Provided passage:
-------

Flavopiridol inhibits the growth of SUDHL4 lymphoma cells with an
IC50 of approximately 120 nmol/L at 48 or 72 hours
(Fig 1A). For comparison, the PC3 prostate carcinoma
epithelial cell line displays comparable inhibition of growth, with
IC50 of 203 nmol/L over 48 hours (Fig 1B). A striking
finding, however, is the effect of the drug on the morphology of the
different cell types. Untreated SUDHL4 cells display homogeneous
chromatin with prominent nucleoli, similar to that expected for
lymphoid blasts (Fig 2A). After a 12-hour exposure to
flavopiridol at 1,000 nmol/L, there are typical "apoptotic"
changes, including prominent chromatin condensation, loss of normal
nuclear architecture (Fig 2B), and accumulation of nuclear debris. In
contrast, exposure of PC3 prostate carcinoma cells to flavopiridol at
the same concentrations and durations only causes loss of nucleoli
(compare Fig 2C with 2D), with no evidence of nuclear debris or
apoptotic body formation. No morphologic changes compatible with
apoptosis were observed with several other epithelial lines examined,
such as MDA 468 breast carcinoma cells and DU-145 prostate cells,
despite similar IC50s for growth inhibition over 48 hours
in these cell lines (data not shown).

-------

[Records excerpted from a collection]

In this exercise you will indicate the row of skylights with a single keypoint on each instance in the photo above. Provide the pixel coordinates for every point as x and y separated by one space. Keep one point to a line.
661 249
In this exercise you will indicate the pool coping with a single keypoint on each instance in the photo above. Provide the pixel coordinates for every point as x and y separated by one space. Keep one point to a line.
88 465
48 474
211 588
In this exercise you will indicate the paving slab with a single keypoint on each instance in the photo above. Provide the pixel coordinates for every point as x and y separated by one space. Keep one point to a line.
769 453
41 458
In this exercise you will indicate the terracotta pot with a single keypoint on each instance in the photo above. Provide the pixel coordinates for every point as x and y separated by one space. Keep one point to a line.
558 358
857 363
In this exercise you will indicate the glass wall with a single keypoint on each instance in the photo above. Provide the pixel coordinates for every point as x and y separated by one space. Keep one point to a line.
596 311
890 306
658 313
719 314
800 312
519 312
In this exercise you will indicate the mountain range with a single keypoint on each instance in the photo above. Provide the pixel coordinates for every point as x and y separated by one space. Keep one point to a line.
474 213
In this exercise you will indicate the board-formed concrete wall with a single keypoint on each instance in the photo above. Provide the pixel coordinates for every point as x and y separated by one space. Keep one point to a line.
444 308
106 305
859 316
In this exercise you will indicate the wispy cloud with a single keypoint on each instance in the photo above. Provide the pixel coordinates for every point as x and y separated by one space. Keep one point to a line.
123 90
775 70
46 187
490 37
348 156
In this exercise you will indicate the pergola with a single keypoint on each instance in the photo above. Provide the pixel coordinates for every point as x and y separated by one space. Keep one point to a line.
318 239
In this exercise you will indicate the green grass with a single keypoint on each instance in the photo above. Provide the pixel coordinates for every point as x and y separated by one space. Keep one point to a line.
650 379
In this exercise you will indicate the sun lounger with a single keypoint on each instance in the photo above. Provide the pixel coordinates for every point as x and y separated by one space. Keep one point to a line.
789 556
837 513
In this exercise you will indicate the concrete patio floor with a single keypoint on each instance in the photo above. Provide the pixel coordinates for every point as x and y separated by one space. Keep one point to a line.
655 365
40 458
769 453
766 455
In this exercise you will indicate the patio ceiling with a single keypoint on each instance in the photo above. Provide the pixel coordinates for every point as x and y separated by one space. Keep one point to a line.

-------

Assignment 1:
According to the flavopiridol passage, why is the drug's effect on cell morphology called a striking finding? Answer in one to three sentences.
Assignment 2:
Rewrite the part of the flavopiridol passage starting at "changes, including prominent" and ending at "(data not shown).", replacing "nuclear debris" with "nuclear fragments".
Assignment 3:
In the flavopiridol passage, what IC50 does the PC3 prostate carcinoma cell line display over 48 hours?

Output 1:
The cell lines show comparable growth inhibition, with similar IC50s over 48 hours. Yet only SUDHL4 lymphoma cells develop typical apoptotic changes. PC3 cells and the other epithelial lines examined show no morphologic changes compatible with apoptosis.

Output 2:
changes, including prominent chromatin condensation, loss of normal
nuclear architecture (Fig 2B), and accumulation of nuclear fragments. In
contrast, exposure of PC3 prostate carcinoma cells to flavopiridol at
the same concentrations and durations only causes loss of nucleoli
(compare Fig 2C with 2D), with no evidence of nuclear fragments or
apoptotic body formation. No morphologic changes compatible with
apoptosis were observed with several other epithelial lines examined,
such as MDA 468 breast carcinoma cells and DU-145 prostate cells,
despite similar IC50s for growth inhibition over 48 hours
in these cell lines (data not shown).

Output 3:
203 nmol/L